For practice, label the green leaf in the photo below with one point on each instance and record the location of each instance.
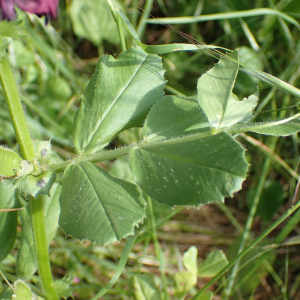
(190, 259)
(26, 264)
(8, 220)
(44, 154)
(10, 161)
(282, 127)
(221, 106)
(189, 171)
(114, 99)
(183, 114)
(93, 20)
(22, 291)
(214, 263)
(98, 207)
(36, 185)
(144, 288)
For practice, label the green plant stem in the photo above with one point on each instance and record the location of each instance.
(145, 15)
(248, 248)
(13, 100)
(121, 33)
(158, 249)
(36, 208)
(12, 97)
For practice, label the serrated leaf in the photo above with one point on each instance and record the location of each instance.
(114, 99)
(35, 185)
(214, 263)
(183, 114)
(22, 291)
(26, 263)
(221, 106)
(144, 288)
(190, 172)
(10, 161)
(282, 127)
(8, 220)
(98, 207)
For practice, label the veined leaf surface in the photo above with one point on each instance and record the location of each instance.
(186, 165)
(221, 106)
(98, 207)
(119, 96)
(190, 172)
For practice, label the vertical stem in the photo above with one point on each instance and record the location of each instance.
(121, 33)
(36, 208)
(12, 97)
(157, 248)
(145, 15)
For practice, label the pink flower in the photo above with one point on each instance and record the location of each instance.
(38, 7)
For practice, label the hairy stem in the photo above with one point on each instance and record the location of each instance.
(36, 208)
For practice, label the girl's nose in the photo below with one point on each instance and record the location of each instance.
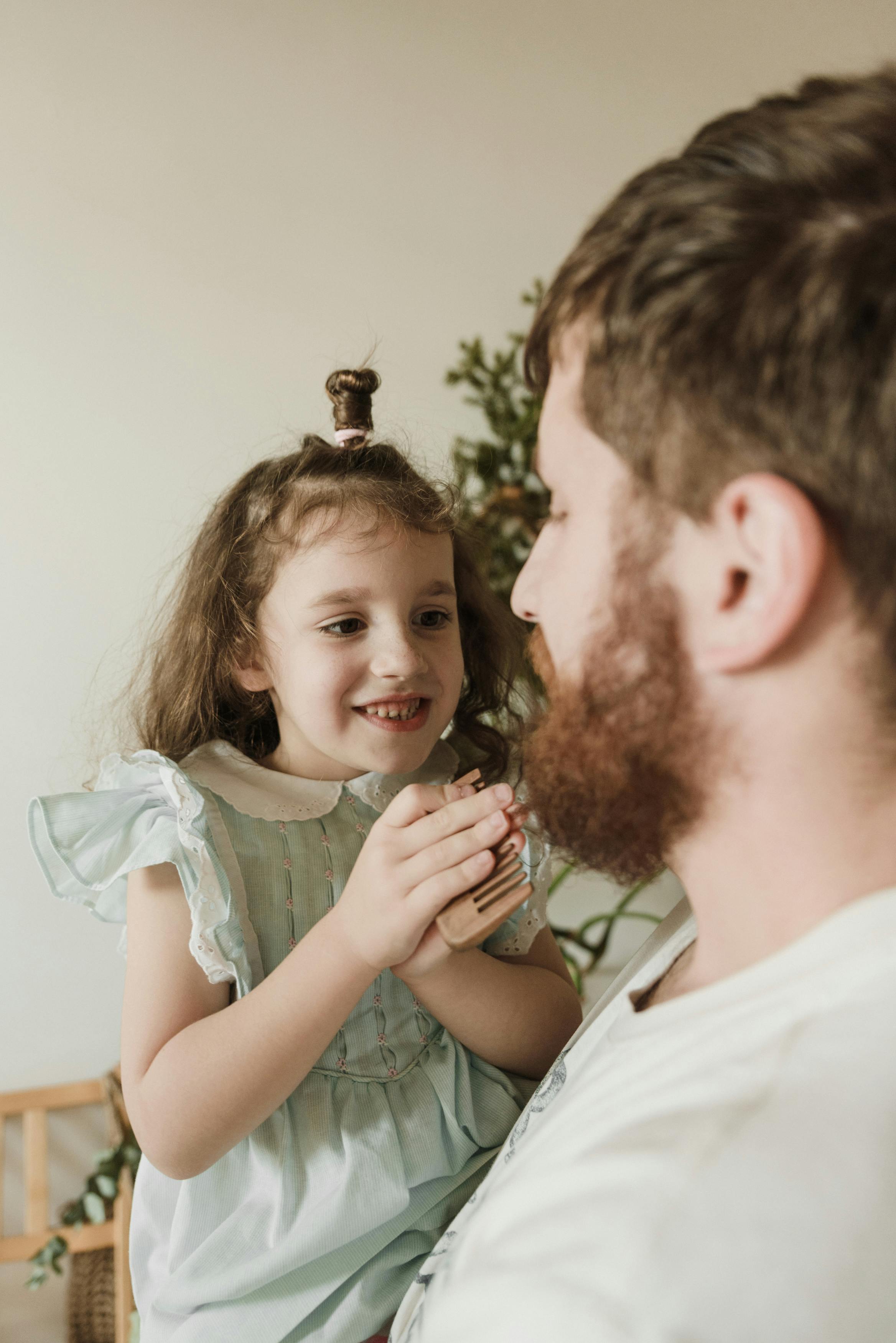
(398, 656)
# # # # # # #
Task description: In every one of the rows above, swap "instance" for "occurrence" and leave everything else unchanged. Omit the pictures from your answer.

Exercise answer:
For practice, label the green leaf in the photo below with one point on each occurrence and record the location of each occurrence.
(190, 259)
(26, 264)
(8, 220)
(44, 154)
(10, 161)
(282, 127)
(221, 106)
(189, 171)
(114, 99)
(183, 114)
(93, 20)
(22, 291)
(214, 263)
(98, 207)
(36, 185)
(144, 288)
For practice, label the green plant stem in the photo above with one point on each occurrence and record the location of each occurrence.
(145, 15)
(248, 248)
(13, 100)
(121, 33)
(158, 249)
(36, 208)
(12, 97)
For practice, label the serrated leaf in the photo above with one point on each occurrence and record the location of each occurrence.
(114, 99)
(35, 185)
(214, 263)
(183, 114)
(22, 291)
(26, 263)
(221, 106)
(144, 288)
(190, 172)
(10, 161)
(282, 127)
(8, 220)
(98, 207)
For practice, label the veined leaf surface in the photo above with one point on each occurrence and record the location of each occurrence.
(186, 165)
(221, 106)
(98, 207)
(119, 96)
(190, 172)
For practice, label the vertical stem in the photo above with one point on each occurrence and record the location of each occurrence.
(121, 33)
(36, 208)
(12, 97)
(157, 248)
(145, 15)
For practice, label the pink flower in the photo above with one point on each occurrence and record the location of each occurrence.
(38, 7)
For practice, label the hairy stem in the photo above with one point on each occurrence and record the location of each occurrence.
(36, 208)
For practice, label the girl's nose in the photo below with one point on each occurrence and record the location of each occurrence.
(398, 656)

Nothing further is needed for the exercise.